* **Material provided**:
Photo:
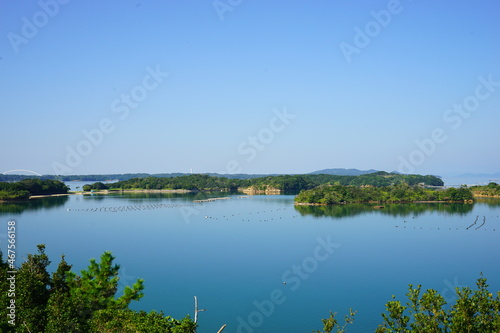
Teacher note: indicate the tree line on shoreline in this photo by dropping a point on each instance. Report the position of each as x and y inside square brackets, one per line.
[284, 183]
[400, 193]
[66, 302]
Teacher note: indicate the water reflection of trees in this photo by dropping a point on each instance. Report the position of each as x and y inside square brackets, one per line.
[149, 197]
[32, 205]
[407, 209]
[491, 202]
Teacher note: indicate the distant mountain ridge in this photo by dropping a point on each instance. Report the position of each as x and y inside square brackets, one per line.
...
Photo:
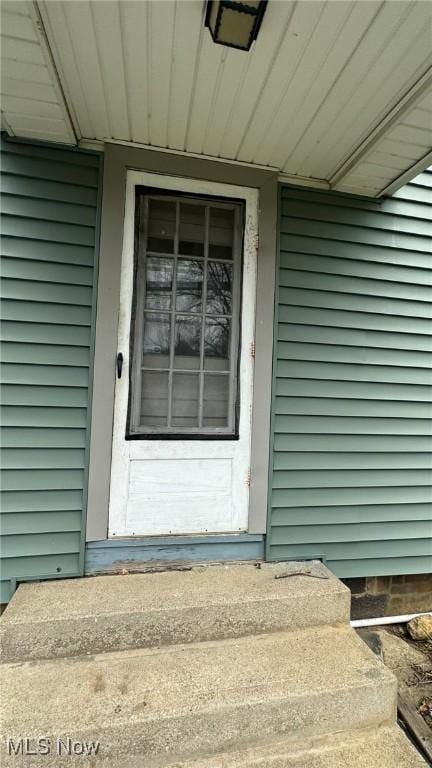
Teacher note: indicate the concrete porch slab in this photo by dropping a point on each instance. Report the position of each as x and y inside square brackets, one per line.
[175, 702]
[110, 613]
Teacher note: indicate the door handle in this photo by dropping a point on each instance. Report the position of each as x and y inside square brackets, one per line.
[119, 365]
---
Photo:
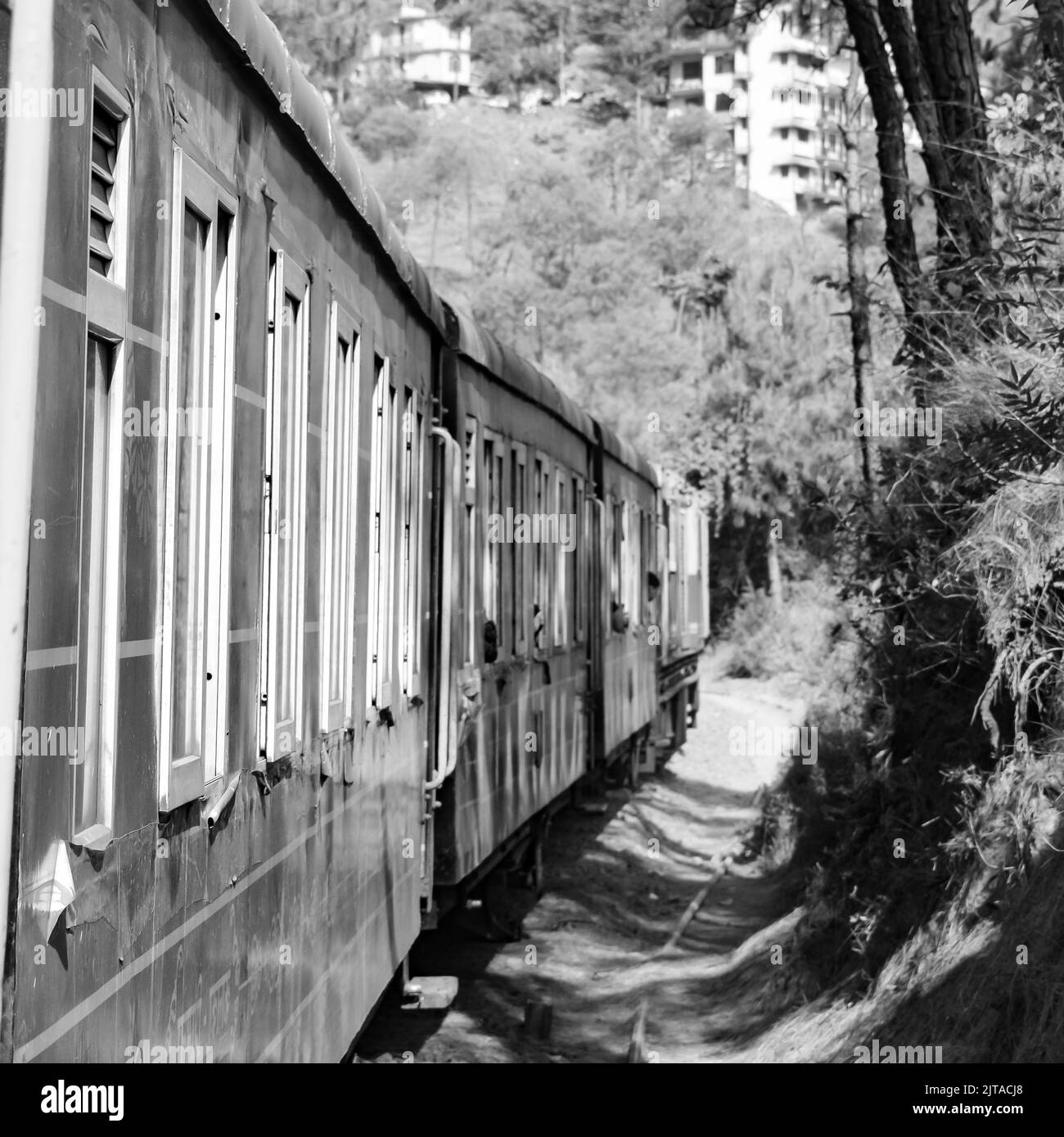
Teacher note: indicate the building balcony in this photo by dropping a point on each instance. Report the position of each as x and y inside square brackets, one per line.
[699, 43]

* **Task instructions**:
Report each line from the records above that contains the word "instance". Case matters.

* **Answer to the problem**:
Teacher note: indicate the tree line on shoreline in this photo by dropping a point on each instance. Report the position of each as x and y inside square brackets, one per line.
Teacher note: indicate the water reflection of trees in this photo by dropping a point on each instance. Report the position of each as x and y inside square brackets, one per line.
Teacher note: indicate the distant mountain ridge in this photo by dropping a point on each instance. Report the position of each as x and y inside square brackets, one per line.
Teacher note: indicate the concrete porch slab in this photo by dropping a point on each instance. Report the position of each as x and y inside square brackets, one per line.
Teacher note: indicate the door handle in this photo by dropping a point on each instance. Report the position of each as x and y inside square brackets, one per line.
Teacher note: indicate the building balcony in this photo by dropping a point on each instance. Report the position of each as x and y inside square brackets, one per line.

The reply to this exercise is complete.